:: DATA FOR REVIEW ::

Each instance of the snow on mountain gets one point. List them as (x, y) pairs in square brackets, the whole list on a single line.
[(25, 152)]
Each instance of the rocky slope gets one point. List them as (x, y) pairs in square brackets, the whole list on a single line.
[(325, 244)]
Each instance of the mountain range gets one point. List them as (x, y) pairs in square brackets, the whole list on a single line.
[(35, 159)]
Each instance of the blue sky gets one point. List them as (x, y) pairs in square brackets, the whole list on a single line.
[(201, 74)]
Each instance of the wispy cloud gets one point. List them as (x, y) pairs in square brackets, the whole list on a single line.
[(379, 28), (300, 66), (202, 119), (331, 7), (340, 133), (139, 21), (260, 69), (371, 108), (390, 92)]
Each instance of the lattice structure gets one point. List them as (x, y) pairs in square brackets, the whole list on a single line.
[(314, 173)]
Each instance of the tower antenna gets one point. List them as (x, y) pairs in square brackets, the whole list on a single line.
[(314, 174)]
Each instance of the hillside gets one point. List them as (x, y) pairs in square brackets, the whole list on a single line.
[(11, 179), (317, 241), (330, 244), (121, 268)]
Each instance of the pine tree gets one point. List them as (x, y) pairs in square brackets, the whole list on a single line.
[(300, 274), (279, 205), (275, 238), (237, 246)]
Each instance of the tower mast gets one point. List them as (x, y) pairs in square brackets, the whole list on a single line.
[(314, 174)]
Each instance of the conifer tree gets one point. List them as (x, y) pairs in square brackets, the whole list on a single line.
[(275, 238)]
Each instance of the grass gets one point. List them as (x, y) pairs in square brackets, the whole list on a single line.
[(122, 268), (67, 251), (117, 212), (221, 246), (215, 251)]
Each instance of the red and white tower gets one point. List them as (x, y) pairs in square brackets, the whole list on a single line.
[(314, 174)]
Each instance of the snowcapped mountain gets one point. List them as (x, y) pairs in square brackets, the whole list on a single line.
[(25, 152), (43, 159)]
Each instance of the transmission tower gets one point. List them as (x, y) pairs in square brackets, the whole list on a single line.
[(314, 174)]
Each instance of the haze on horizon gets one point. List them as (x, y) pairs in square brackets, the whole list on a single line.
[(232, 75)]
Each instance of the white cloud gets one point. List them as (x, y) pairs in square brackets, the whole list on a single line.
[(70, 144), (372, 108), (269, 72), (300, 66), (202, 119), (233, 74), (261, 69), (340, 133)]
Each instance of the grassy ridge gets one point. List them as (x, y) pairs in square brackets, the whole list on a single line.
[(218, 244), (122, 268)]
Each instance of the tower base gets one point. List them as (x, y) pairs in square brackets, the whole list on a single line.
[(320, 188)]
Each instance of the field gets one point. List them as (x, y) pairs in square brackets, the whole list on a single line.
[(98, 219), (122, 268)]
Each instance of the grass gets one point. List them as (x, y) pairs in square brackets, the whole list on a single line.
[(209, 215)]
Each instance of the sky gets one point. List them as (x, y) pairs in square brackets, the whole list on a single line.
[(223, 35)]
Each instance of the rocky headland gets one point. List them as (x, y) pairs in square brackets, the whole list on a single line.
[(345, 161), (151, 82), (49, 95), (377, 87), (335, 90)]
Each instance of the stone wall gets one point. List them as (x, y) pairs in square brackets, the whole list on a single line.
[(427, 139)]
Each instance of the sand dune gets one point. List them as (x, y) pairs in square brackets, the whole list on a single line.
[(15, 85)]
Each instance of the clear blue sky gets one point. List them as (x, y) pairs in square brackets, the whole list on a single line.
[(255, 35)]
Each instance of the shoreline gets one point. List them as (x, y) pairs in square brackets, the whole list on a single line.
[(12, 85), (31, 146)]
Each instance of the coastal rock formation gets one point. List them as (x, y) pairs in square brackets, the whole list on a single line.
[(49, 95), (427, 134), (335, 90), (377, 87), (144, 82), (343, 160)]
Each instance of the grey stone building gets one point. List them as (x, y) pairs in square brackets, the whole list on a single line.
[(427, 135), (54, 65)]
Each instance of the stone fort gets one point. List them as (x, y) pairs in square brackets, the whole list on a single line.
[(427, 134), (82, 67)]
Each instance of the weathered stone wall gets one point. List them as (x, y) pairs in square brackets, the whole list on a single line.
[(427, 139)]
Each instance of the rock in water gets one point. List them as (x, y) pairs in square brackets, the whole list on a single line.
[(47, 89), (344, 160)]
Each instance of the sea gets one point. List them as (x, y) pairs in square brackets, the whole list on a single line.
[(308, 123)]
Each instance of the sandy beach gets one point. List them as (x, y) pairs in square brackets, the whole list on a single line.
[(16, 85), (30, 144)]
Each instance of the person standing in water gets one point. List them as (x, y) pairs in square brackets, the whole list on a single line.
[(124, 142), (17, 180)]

:::

**ASSIGNMENT:** Transcribe exactly, and only, the lines from the one bearing "Each instance of the weathered" through the last line of the entries, counting both.

**RESULT OF THIS TASK:**
Each instance of the weathered stone wall gets one point. List them as (x, y) pairs in square brackets, the whole list on a single line.
[(427, 139)]
Each instance of the rock in water gets one point. List them as (x, y) pairs in square brackets, the whole list on a single line.
[(47, 89), (344, 160)]
Each instance of the sea gets one point. List them as (x, y) pairs in square brackets, the whole list on a single line.
[(308, 123)]
Each instance of the sandy beach gets one point. List them as (x, y) pairs in square brackets, the whole list on a single line.
[(16, 85), (30, 144)]
Each instance of the person standing in water gets one point. List them as (x, y) pairs in square brackets, the whole list on a single line.
[(124, 142), (17, 180)]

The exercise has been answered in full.